- WHAT YOU ARE ASKED TO DO -
Write out the entire listing below exactly, with the pictures left out.

-*-*-

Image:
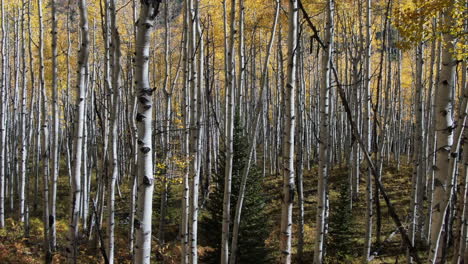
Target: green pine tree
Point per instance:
(254, 221)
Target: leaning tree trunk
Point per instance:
(288, 138)
(45, 135)
(115, 67)
(230, 99)
(75, 192)
(55, 132)
(148, 11)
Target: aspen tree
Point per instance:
(45, 134)
(324, 143)
(23, 141)
(367, 129)
(75, 192)
(115, 67)
(444, 128)
(288, 137)
(149, 9)
(252, 140)
(55, 132)
(3, 88)
(186, 145)
(230, 108)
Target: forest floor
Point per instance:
(15, 248)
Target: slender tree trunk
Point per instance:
(230, 108)
(75, 193)
(148, 12)
(444, 128)
(55, 132)
(288, 137)
(3, 102)
(324, 143)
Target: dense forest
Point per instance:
(234, 131)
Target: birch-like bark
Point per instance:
(23, 140)
(252, 140)
(186, 145)
(55, 132)
(367, 132)
(149, 9)
(45, 134)
(196, 83)
(3, 84)
(444, 127)
(324, 143)
(115, 67)
(288, 137)
(75, 192)
(230, 108)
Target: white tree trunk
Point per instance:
(55, 132)
(145, 25)
(230, 108)
(324, 143)
(444, 128)
(288, 138)
(3, 84)
(75, 193)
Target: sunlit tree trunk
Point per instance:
(230, 90)
(55, 131)
(288, 137)
(367, 130)
(45, 134)
(324, 143)
(115, 67)
(148, 12)
(252, 140)
(75, 192)
(444, 128)
(3, 88)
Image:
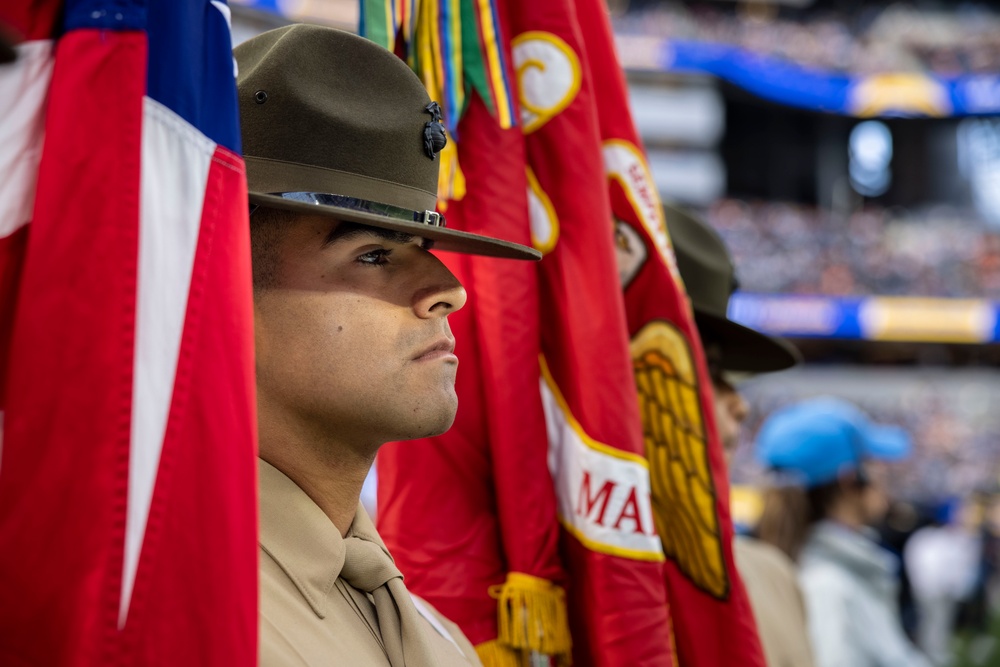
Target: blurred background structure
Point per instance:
(849, 154)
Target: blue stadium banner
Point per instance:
(911, 319)
(784, 82)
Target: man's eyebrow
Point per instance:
(351, 230)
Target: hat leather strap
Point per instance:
(430, 218)
(270, 175)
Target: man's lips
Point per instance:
(441, 349)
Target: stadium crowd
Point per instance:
(942, 252)
(950, 419)
(963, 39)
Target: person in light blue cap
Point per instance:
(819, 513)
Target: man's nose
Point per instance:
(440, 293)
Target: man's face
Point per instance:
(352, 336)
(730, 412)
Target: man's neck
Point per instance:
(331, 473)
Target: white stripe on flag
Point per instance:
(175, 162)
(24, 87)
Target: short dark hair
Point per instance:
(267, 227)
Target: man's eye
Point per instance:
(375, 257)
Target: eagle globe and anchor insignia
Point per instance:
(681, 480)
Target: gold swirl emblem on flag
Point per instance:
(681, 483)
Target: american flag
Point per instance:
(128, 461)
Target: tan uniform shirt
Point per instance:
(772, 585)
(309, 616)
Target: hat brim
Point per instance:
(451, 240)
(745, 350)
(887, 443)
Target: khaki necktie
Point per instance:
(368, 568)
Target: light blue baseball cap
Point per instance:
(814, 441)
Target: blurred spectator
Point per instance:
(942, 561)
(781, 247)
(951, 415)
(965, 38)
(822, 449)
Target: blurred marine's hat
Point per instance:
(814, 441)
(335, 125)
(710, 279)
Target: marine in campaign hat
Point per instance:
(353, 347)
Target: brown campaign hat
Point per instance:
(335, 125)
(710, 279)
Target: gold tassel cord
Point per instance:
(451, 180)
(495, 654)
(531, 615)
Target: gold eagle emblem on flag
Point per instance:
(683, 490)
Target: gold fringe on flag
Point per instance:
(531, 616)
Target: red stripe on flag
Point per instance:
(12, 250)
(203, 499)
(64, 472)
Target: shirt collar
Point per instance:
(302, 540)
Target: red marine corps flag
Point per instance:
(688, 475)
(548, 442)
(128, 469)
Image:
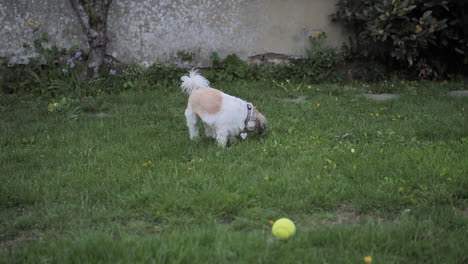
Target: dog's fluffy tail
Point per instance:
(193, 81)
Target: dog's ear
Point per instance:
(261, 123)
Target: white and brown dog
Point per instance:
(225, 116)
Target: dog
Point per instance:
(225, 116)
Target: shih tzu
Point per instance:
(225, 116)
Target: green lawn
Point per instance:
(115, 179)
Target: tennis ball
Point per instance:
(283, 228)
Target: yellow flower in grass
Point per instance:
(368, 259)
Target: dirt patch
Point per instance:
(380, 97)
(298, 100)
(346, 216)
(102, 115)
(458, 93)
(19, 239)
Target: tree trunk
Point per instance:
(92, 15)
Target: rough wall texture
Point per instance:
(149, 31)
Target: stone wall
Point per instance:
(149, 31)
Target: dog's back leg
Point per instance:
(221, 137)
(209, 131)
(192, 123)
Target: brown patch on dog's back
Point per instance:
(206, 101)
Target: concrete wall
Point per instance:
(150, 31)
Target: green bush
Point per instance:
(426, 37)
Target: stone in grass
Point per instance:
(458, 93)
(380, 97)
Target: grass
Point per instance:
(359, 178)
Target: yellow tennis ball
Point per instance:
(283, 228)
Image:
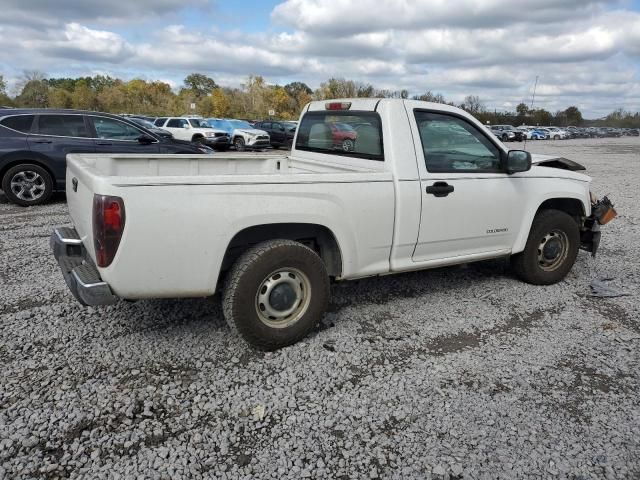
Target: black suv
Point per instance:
(280, 133)
(34, 144)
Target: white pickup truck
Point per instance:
(425, 185)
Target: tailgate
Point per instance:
(80, 190)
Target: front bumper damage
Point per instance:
(602, 212)
(79, 271)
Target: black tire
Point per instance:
(552, 230)
(255, 273)
(239, 144)
(36, 185)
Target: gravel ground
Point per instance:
(452, 373)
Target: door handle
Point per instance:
(440, 189)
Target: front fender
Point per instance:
(571, 190)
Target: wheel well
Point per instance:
(317, 237)
(570, 206)
(13, 163)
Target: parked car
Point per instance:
(281, 133)
(271, 233)
(556, 133)
(195, 130)
(34, 144)
(161, 132)
(243, 135)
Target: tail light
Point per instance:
(108, 225)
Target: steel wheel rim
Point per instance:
(291, 281)
(28, 185)
(553, 250)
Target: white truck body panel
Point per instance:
(183, 211)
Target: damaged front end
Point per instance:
(602, 212)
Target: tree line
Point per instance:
(254, 99)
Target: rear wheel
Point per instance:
(27, 185)
(275, 293)
(551, 249)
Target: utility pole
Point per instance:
(533, 98)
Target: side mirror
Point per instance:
(145, 139)
(518, 161)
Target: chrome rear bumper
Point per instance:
(78, 270)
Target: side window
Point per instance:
(451, 144)
(347, 133)
(111, 129)
(20, 123)
(62, 125)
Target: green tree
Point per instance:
(83, 97)
(59, 98)
(473, 105)
(199, 84)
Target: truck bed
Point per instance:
(141, 169)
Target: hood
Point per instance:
(556, 162)
(563, 167)
(252, 131)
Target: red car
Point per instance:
(344, 136)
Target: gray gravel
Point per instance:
(452, 373)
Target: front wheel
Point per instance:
(27, 185)
(275, 293)
(551, 249)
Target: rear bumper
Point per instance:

-*-*-

- PROBLEM SOLUTION -
Image:
Target: green pine tree
Point per instance:
(254, 221)
Target: leaning tree trunk
Point per instance:
(288, 138)
(45, 135)
(115, 67)
(230, 99)
(75, 192)
(55, 132)
(148, 11)
Target: aspen tree
Point per instance:
(45, 134)
(324, 143)
(23, 141)
(367, 129)
(75, 192)
(115, 67)
(444, 128)
(288, 137)
(149, 9)
(252, 140)
(55, 132)
(3, 88)
(186, 145)
(230, 108)
Target: forest floor
Point per instance:
(15, 248)
Target: slender tree trunk
Point per instance:
(230, 108)
(75, 193)
(148, 12)
(444, 128)
(55, 132)
(288, 137)
(3, 102)
(324, 143)
Target: dense forest
Point per instance:
(234, 131)
Target: birch-like bark
Point per instance:
(23, 140)
(252, 140)
(186, 145)
(55, 132)
(367, 132)
(149, 9)
(45, 134)
(196, 83)
(3, 84)
(444, 127)
(324, 143)
(115, 67)
(288, 137)
(75, 192)
(230, 108)
Target: white tree trunk
Point per instance:
(55, 132)
(145, 25)
(230, 108)
(324, 143)
(444, 128)
(288, 138)
(3, 84)
(75, 193)
Target: sunlit tree trunk
Point per instance:
(230, 90)
(55, 131)
(288, 137)
(367, 130)
(45, 134)
(324, 143)
(115, 67)
(148, 12)
(252, 140)
(75, 192)
(444, 128)
(3, 88)
Image:
Target: blurred background structure
Point per instance:
(849, 154)
Target: blue stadium banner
Point per instance:
(911, 319)
(784, 82)
Target: man's eyebrow
Point per instance:
(351, 230)
Target: hat leather strap
Point per instance:
(430, 218)
(270, 175)
Target: man's lips
Point per instance:
(441, 349)
Target: stadium crowd
Point per instance:
(942, 252)
(950, 419)
(963, 39)
Target: person in light blue cap
Point per instance:
(819, 513)
Target: man's nose
Point per instance:
(440, 293)
Target: man's face
Point per instance:
(352, 336)
(730, 412)
Target: man's neck
Point per instance:
(331, 473)
Target: white stripe on flag
Point per instance:
(175, 162)
(24, 87)
Target: short dark hair
Point per instance:
(267, 227)
Target: man's eye
Point per instance:
(375, 257)
Target: eagle globe and anchor insignia
Point per instance:
(681, 480)
Target: gold swirl emblem on flag
Point per instance:
(681, 483)
Target: american flag
Point per instance:
(128, 461)
Target: tan uniform shirt
Point per instance:
(772, 585)
(309, 616)
Target: hat brim
Point per instance:
(451, 240)
(745, 350)
(887, 443)
Target: khaki necktie
Point per instance:
(368, 568)
Target: light blue baseball cap
Point per instance:
(814, 441)
Target: blurred spectator
Point per instance:
(942, 561)
(781, 247)
(951, 415)
(965, 38)
(822, 449)
Target: blurred marine's hat
Point per instance:
(814, 441)
(335, 125)
(710, 279)
Target: marine in campaign hat
Point per instance:
(353, 347)
Target: brown campaign hat
Point per instance:
(335, 125)
(710, 279)
Target: gold tassel cord
Point per instance:
(451, 180)
(495, 654)
(531, 615)
Target: gold eagle emblem on flag
Point per instance:
(683, 490)
Target: gold fringe on flag
Point per instance:
(531, 616)
Target: red stripe on flag
Point per instance:
(12, 250)
(203, 499)
(64, 472)
Target: shirt collar
Point per instance:
(302, 540)
Target: red marine corps flag
Point per instance:
(688, 475)
(548, 442)
(128, 469)
Image:
Target: dog's fluffy tail
Point per instance:
(193, 81)
Target: dog's ear
Point per instance:
(261, 123)
Target: white and brown dog
Point per instance:
(225, 116)
Target: dog
Point per instance:
(225, 116)
Target: shih tzu
Point per instance:
(225, 116)
Target: green lawn
Point per instance:
(115, 179)
Target: tennis ball
Point per instance:
(283, 228)
Target: yellow flower in grass
Point per instance:
(368, 259)
Target: dirt patch
Point per instance:
(380, 97)
(298, 100)
(346, 216)
(102, 115)
(458, 93)
(19, 239)
Target: tree trunk
Point per instance:
(92, 15)
Target: rough wall texture
Point per instance:
(149, 31)
Target: stone wall
Point per instance:
(149, 31)
Target: dog's back leg
Point per instance:
(221, 137)
(209, 131)
(192, 123)
Target: brown patch on dog's back
Point per instance:
(206, 101)
Target: concrete wall
Point per instance:
(150, 31)
Target: green bush
Point per instance:
(426, 37)
Target: stone in grass
Point per instance:
(458, 93)
(380, 97)
Target: grass
Point per instance:
(359, 178)
Target: yellow tennis ball
Point per instance:
(283, 228)
Image:
Target: black suv
Point per instance:
(280, 133)
(34, 144)
Target: white pickup truck
Point per instance:
(425, 185)
Target: tailgate
Point per instance:
(80, 190)
Target: front bumper damage
Point per instance:
(602, 212)
(79, 271)
Target: black tire
Point per instance:
(552, 230)
(255, 273)
(239, 144)
(36, 185)
Target: gravel ground
Point per instance:
(452, 373)
Target: door handle
Point per instance:
(440, 189)
Target: front fender
Point per instance:
(571, 190)
Target: wheel well
Point per instance:
(317, 237)
(570, 206)
(13, 163)
Target: parked car
Point per instance:
(281, 133)
(271, 233)
(556, 133)
(195, 130)
(34, 144)
(161, 132)
(243, 135)
Target: tail light
Point per instance:
(108, 225)
Target: steel wheel rim
Point per instance:
(291, 281)
(28, 185)
(553, 250)
Target: white truck body panel
Point per instance:
(183, 211)
Target: damaged front end
Point per instance:
(602, 212)
Target: tree line
Point per instance:
(254, 99)
Target: rear wheel
Point per instance:
(27, 185)
(275, 293)
(551, 249)
Target: utility pole
Point per instance:
(533, 98)
Target: side mirror
Point per instance:
(145, 139)
(518, 161)
Target: chrome rear bumper
Point per instance:
(78, 270)
Target: side window
Point per instance:
(451, 144)
(347, 133)
(111, 129)
(20, 123)
(62, 125)
Target: green tree
Point per instance:
(83, 97)
(59, 98)
(473, 105)
(199, 84)
Target: truck bed
Point per instance:
(141, 169)
Target: hood
Point per instance:
(556, 162)
(563, 167)
(252, 131)
Target: red car
Point per instance:
(344, 136)
Target: gray gravel
Point per instance:
(452, 373)
Target: front wheel
Point per instance:
(27, 185)
(275, 293)
(551, 249)
Target: rear bumper
Point per instance:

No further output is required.